1. **Create:** Create wisps from a molecule template
2. **Execute:** Agent works through wisp steps (local SQLite only)
3. **Squash:** Compress wisps into a permanent digest issue

### Why Wisps Don't Sync

Wisps are intentionally **local-only**:

- They exist only in the spawning agent's SQLite database
- They are **never exported to JSONL**
- They cannot resurrect from other clones (they were never there)
- They are **hard-deleted** when squashed (no tombstones needed)

This design enables:

- **Fast local iteration:** No sync overhead during execution
- **Clean history:** Only the digest (outcome) enters git
- **Agent isolation:** Each agent's execution trace is private
- **Bounded storage:** Wisps don't accumulate across clones

### Wisp vs Regular Issue Deletion

| Aspect | Regular Issues | Wisps |
|--------|---------------|-------|
| Exported to JSONL | Yes | No |
| Tombstone on delete | Yes | No |
| Can resurrect | Yes (without tombstone) | No (never synced) |
| Deletion method | `CreateTombstone()` | `DeleteIssue()` (hard delete) |

The `bd mol squash` command uses hard delete intentionally - tombstones would be wasted overhead for data that never leaves the local database.

★ ★ ★ ★ ★

- [EXERCISE TASKS]
#1 Translate this sentence from the text on wisps into Spanish: "The `bd mol squash` command uses hard delete intentionally - tombstones would be wasted overhead for data that never leaves the local database."
#2 According to the text on wisps, what deletion method is used for wisps?
#3 Pick up the text on wisps after its last sentence and keep writing.

★ ★ ★ ★ ★

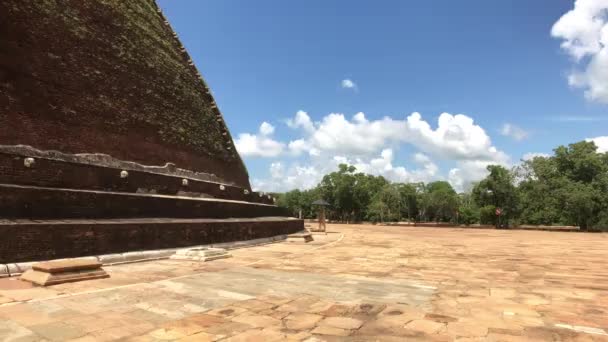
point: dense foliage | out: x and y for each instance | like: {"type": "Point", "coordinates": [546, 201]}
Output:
{"type": "Point", "coordinates": [568, 188]}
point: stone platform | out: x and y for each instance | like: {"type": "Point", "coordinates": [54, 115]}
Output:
{"type": "Point", "coordinates": [357, 283]}
{"type": "Point", "coordinates": [303, 236]}
{"type": "Point", "coordinates": [201, 254]}
{"type": "Point", "coordinates": [33, 240]}
{"type": "Point", "coordinates": [64, 271]}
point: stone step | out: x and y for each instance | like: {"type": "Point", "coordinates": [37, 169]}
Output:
{"type": "Point", "coordinates": [33, 240]}
{"type": "Point", "coordinates": [64, 271]}
{"type": "Point", "coordinates": [53, 173]}
{"type": "Point", "coordinates": [59, 203]}
{"type": "Point", "coordinates": [201, 254]}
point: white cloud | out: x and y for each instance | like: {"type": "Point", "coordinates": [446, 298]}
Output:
{"type": "Point", "coordinates": [456, 136]}
{"type": "Point", "coordinates": [601, 143]}
{"type": "Point", "coordinates": [259, 145]}
{"type": "Point", "coordinates": [532, 155]}
{"type": "Point", "coordinates": [266, 128]}
{"type": "Point", "coordinates": [584, 31]}
{"type": "Point", "coordinates": [349, 84]}
{"type": "Point", "coordinates": [301, 120]}
{"type": "Point", "coordinates": [514, 132]}
{"type": "Point", "coordinates": [369, 146]}
{"type": "Point", "coordinates": [298, 176]}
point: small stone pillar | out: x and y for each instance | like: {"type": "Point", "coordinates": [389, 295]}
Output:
{"type": "Point", "coordinates": [321, 215]}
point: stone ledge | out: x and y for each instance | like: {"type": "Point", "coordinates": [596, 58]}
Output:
{"type": "Point", "coordinates": [15, 269]}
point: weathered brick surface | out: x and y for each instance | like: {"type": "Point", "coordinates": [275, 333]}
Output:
{"type": "Point", "coordinates": [50, 203]}
{"type": "Point", "coordinates": [62, 174]}
{"type": "Point", "coordinates": [32, 241]}
{"type": "Point", "coordinates": [91, 76]}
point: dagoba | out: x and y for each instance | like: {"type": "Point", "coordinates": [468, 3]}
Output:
{"type": "Point", "coordinates": [110, 139]}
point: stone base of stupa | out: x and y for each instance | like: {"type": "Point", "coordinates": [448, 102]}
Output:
{"type": "Point", "coordinates": [201, 254]}
{"type": "Point", "coordinates": [64, 271]}
{"type": "Point", "coordinates": [303, 236]}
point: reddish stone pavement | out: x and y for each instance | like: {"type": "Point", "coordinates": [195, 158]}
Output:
{"type": "Point", "coordinates": [357, 283]}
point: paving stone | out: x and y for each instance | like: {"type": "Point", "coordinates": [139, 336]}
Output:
{"type": "Point", "coordinates": [199, 337]}
{"type": "Point", "coordinates": [57, 331]}
{"type": "Point", "coordinates": [185, 327]}
{"type": "Point", "coordinates": [257, 321]}
{"type": "Point", "coordinates": [228, 311]}
{"type": "Point", "coordinates": [254, 305]}
{"type": "Point", "coordinates": [466, 329]}
{"type": "Point", "coordinates": [256, 335]}
{"type": "Point", "coordinates": [341, 323]}
{"type": "Point", "coordinates": [204, 320]}
{"type": "Point", "coordinates": [327, 330]}
{"type": "Point", "coordinates": [455, 282]}
{"type": "Point", "coordinates": [425, 326]}
{"type": "Point", "coordinates": [301, 321]}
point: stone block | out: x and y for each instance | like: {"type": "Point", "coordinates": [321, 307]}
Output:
{"type": "Point", "coordinates": [201, 254]}
{"type": "Point", "coordinates": [64, 271]}
{"type": "Point", "coordinates": [300, 237]}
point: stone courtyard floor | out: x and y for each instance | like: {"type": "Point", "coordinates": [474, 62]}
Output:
{"type": "Point", "coordinates": [357, 283]}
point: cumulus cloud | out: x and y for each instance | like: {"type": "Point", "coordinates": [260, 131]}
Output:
{"type": "Point", "coordinates": [601, 143]}
{"type": "Point", "coordinates": [259, 145]}
{"type": "Point", "coordinates": [584, 31]}
{"type": "Point", "coordinates": [369, 145]}
{"type": "Point", "coordinates": [514, 132]}
{"type": "Point", "coordinates": [456, 136]}
{"type": "Point", "coordinates": [298, 176]}
{"type": "Point", "coordinates": [532, 155]}
{"type": "Point", "coordinates": [349, 84]}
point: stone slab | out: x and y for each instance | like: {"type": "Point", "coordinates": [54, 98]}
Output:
{"type": "Point", "coordinates": [300, 237]}
{"type": "Point", "coordinates": [62, 266]}
{"type": "Point", "coordinates": [47, 279]}
{"type": "Point", "coordinates": [201, 254]}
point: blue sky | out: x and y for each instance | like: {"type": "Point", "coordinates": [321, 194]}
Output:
{"type": "Point", "coordinates": [495, 62]}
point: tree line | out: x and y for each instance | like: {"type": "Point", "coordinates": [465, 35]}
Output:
{"type": "Point", "coordinates": [568, 188]}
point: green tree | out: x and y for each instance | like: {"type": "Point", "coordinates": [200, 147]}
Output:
{"type": "Point", "coordinates": [497, 190]}
{"type": "Point", "coordinates": [386, 204]}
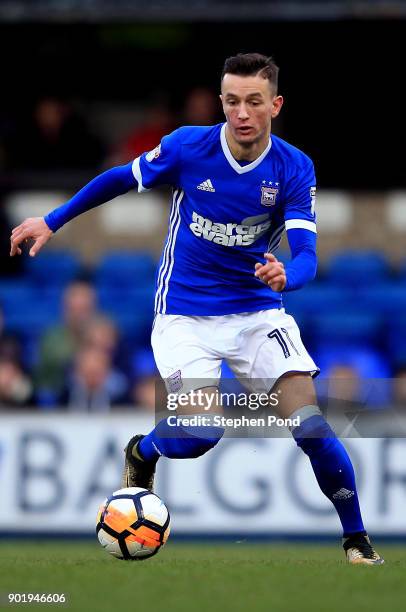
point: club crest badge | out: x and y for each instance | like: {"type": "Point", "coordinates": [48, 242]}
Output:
{"type": "Point", "coordinates": [268, 195]}
{"type": "Point", "coordinates": [153, 154]}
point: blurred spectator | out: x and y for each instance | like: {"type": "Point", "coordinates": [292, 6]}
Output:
{"type": "Point", "coordinates": [101, 334]}
{"type": "Point", "coordinates": [201, 107]}
{"type": "Point", "coordinates": [156, 123]}
{"type": "Point", "coordinates": [344, 383]}
{"type": "Point", "coordinates": [145, 375]}
{"type": "Point", "coordinates": [56, 138]}
{"type": "Point", "coordinates": [60, 343]}
{"type": "Point", "coordinates": [9, 345]}
{"type": "Point", "coordinates": [94, 385]}
{"type": "Point", "coordinates": [399, 387]}
{"type": "Point", "coordinates": [10, 266]}
{"type": "Point", "coordinates": [15, 387]}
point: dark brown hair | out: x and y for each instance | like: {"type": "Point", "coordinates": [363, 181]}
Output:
{"type": "Point", "coordinates": [251, 64]}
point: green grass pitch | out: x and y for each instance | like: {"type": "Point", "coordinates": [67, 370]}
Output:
{"type": "Point", "coordinates": [195, 577]}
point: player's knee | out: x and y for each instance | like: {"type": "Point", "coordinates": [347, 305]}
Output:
{"type": "Point", "coordinates": [314, 434]}
{"type": "Point", "coordinates": [175, 439]}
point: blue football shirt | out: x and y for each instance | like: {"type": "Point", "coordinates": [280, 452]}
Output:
{"type": "Point", "coordinates": [224, 216]}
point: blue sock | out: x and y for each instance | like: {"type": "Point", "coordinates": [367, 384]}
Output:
{"type": "Point", "coordinates": [333, 470]}
{"type": "Point", "coordinates": [178, 441]}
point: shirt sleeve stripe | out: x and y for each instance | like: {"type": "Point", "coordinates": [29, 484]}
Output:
{"type": "Point", "coordinates": [301, 224]}
{"type": "Point", "coordinates": [137, 175]}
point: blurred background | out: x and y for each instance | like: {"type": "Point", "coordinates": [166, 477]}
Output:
{"type": "Point", "coordinates": [92, 84]}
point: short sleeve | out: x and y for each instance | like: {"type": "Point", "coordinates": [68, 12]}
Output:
{"type": "Point", "coordinates": [159, 166]}
{"type": "Point", "coordinates": [300, 199]}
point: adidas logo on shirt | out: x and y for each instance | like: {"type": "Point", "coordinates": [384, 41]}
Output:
{"type": "Point", "coordinates": [343, 494]}
{"type": "Point", "coordinates": [206, 186]}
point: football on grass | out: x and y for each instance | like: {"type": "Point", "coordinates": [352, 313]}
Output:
{"type": "Point", "coordinates": [133, 524]}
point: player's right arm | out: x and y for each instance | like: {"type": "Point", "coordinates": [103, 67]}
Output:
{"type": "Point", "coordinates": [157, 167]}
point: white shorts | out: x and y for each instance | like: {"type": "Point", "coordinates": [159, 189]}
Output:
{"type": "Point", "coordinates": [258, 346]}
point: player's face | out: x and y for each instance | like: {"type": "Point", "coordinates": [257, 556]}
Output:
{"type": "Point", "coordinates": [249, 104]}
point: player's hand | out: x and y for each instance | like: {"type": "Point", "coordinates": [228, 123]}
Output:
{"type": "Point", "coordinates": [272, 273]}
{"type": "Point", "coordinates": [33, 228]}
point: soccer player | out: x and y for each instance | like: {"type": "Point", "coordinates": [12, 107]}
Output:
{"type": "Point", "coordinates": [219, 286]}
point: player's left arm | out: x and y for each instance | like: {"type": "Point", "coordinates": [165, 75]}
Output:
{"type": "Point", "coordinates": [300, 224]}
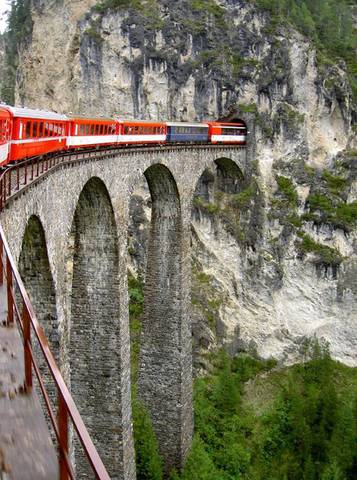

★ ★ ★ ★ ★

- [SET OF ANSWERS]
#1 El comando `bd mol squash` usa el borrado definitivo de forma intencional: las lápidas serían una sobrecarga inútil para datos que nunca salen de la base de datos local.

#2 `DeleteIssue()`, a hard delete.

#3
### Future Directions

- **Separate wisp repo:** Keep wisps in a dedicated ephemeral git repo
- **Digest migration:** Explicit step to promote digests to main repo
- **Wisp retention:** Option to preserve wisps in local git history

## Related Documentation

- [MOLECULES.md](MOLECULES.md) - Molecular chemistry metaphor (protos, pour, bond, squash, burn)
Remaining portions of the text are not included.